## Data excerpts
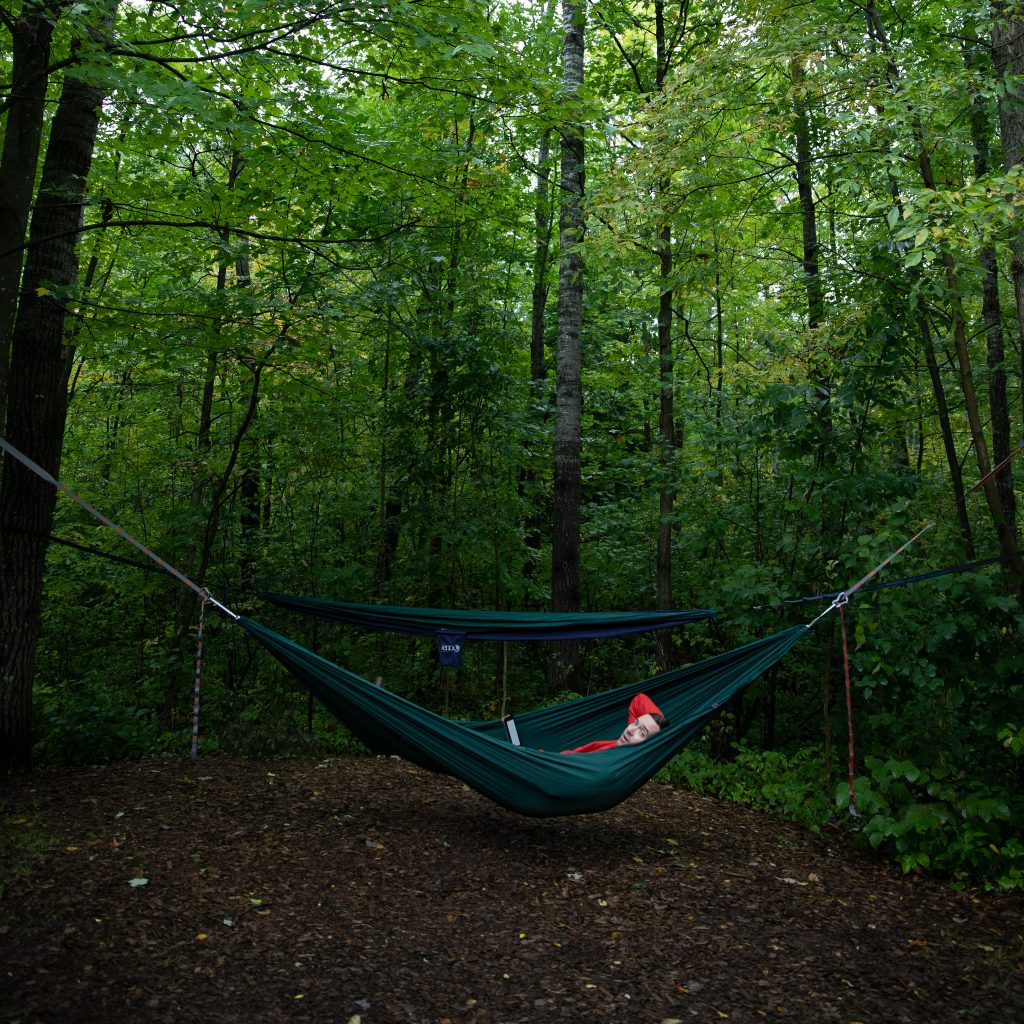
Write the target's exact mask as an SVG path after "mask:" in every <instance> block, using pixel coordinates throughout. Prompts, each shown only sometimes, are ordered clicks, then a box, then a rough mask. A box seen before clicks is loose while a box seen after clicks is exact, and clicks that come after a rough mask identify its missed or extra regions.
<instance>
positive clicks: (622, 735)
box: [616, 715, 662, 746]
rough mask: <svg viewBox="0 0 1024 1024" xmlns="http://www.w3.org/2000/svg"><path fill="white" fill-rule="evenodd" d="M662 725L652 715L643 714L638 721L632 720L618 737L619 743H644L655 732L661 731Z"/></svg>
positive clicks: (628, 743)
mask: <svg viewBox="0 0 1024 1024" xmlns="http://www.w3.org/2000/svg"><path fill="white" fill-rule="evenodd" d="M660 731H662V727H660V726H659V725H658V724H657V722H655V721H654V719H653V718H652V717H651V716H650V715H641V716H640V717H639V718H638V719H637V720H636V721H634V722H630V724H629V725H628V726H626V729H625V731H624V732H623V734H622V735H621V736H620V737H618V739H617V741H616V742H617V745H620V746H626V745H628V744H630V743H642V742H643V741H644V740H645V739H646V738H647V737H648V736H653V735H654V733H655V732H660Z"/></svg>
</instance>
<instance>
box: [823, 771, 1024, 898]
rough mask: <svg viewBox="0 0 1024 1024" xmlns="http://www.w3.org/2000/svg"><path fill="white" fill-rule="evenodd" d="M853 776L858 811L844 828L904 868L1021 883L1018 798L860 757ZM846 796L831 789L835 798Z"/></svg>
mask: <svg viewBox="0 0 1024 1024" xmlns="http://www.w3.org/2000/svg"><path fill="white" fill-rule="evenodd" d="M864 769H865V771H866V775H862V776H859V777H858V778H857V779H856V782H855V793H856V803H857V812H858V817H856V818H853V819H852V820H851V821H850V822H849V823H848V829H849V830H850V833H851V834H852V835H853V836H854V837H855V840H856V841H857V842H859V843H860V844H863V845H867V846H869V847H871V848H872V849H876V850H879V851H881V852H882V853H884V854H886V855H887V856H888V857H889V858H890V859H892V860H894V861H896V863H898V864H899V865H900V867H901V868H902V869H903V870H904V871H912V870H931V871H936V872H940V873H943V874H947V876H949V877H950V878H952V880H953V881H954V883H956V884H958V885H977V884H980V885H983V886H984V887H985V888H986V889H1015V888H1024V841H1022V840H1024V837H1022V835H1021V824H1020V823H1021V821H1022V820H1024V800H1022V799H1021V798H1020V797H1019V796H1017V795H1016V794H1012V793H1011V792H1010V791H1009V790H1008V788H1005V787H1000V786H995V785H992V784H991V783H986V782H983V781H980V780H978V779H968V778H966V777H965V776H954V775H952V774H951V773H950V772H949V771H947V770H946V769H944V768H941V767H938V768H931V769H927V768H920V767H918V766H916V765H915V764H914V763H913V762H911V761H906V760H896V759H895V758H889V759H883V758H874V757H866V758H864ZM846 801H847V793H846V788H845V786H844V787H842V788H837V792H836V804H837V805H838V806H842V805H844V804H845V803H846Z"/></svg>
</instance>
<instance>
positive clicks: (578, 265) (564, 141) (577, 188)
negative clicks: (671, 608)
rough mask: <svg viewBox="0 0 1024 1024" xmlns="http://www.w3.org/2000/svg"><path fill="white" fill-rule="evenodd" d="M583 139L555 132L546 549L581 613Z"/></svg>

## Problem statement
Verbatim transcription needed, from the opening line of the entries above through the line containing "725L652 715L643 714L638"; pictures do not belong in it.

## Your response
Write the target's exact mask as an SVG path after "mask:" in every <instance> block, using pixel coordinates throughout. Prompts, each shown only sometimes, are ordered clicks, then a box, then a rough mask. A box seen before clicks is loose while a box seen after clicks is exact, and clicks that come after a rough mask identify its missed or extra regions.
<instance>
positive clicks: (622, 735)
box: [616, 715, 662, 746]
rough mask: <svg viewBox="0 0 1024 1024" xmlns="http://www.w3.org/2000/svg"><path fill="white" fill-rule="evenodd" d="M662 725L652 715L643 714L638 721L632 720L618 737L619 743H644L655 732L661 731Z"/></svg>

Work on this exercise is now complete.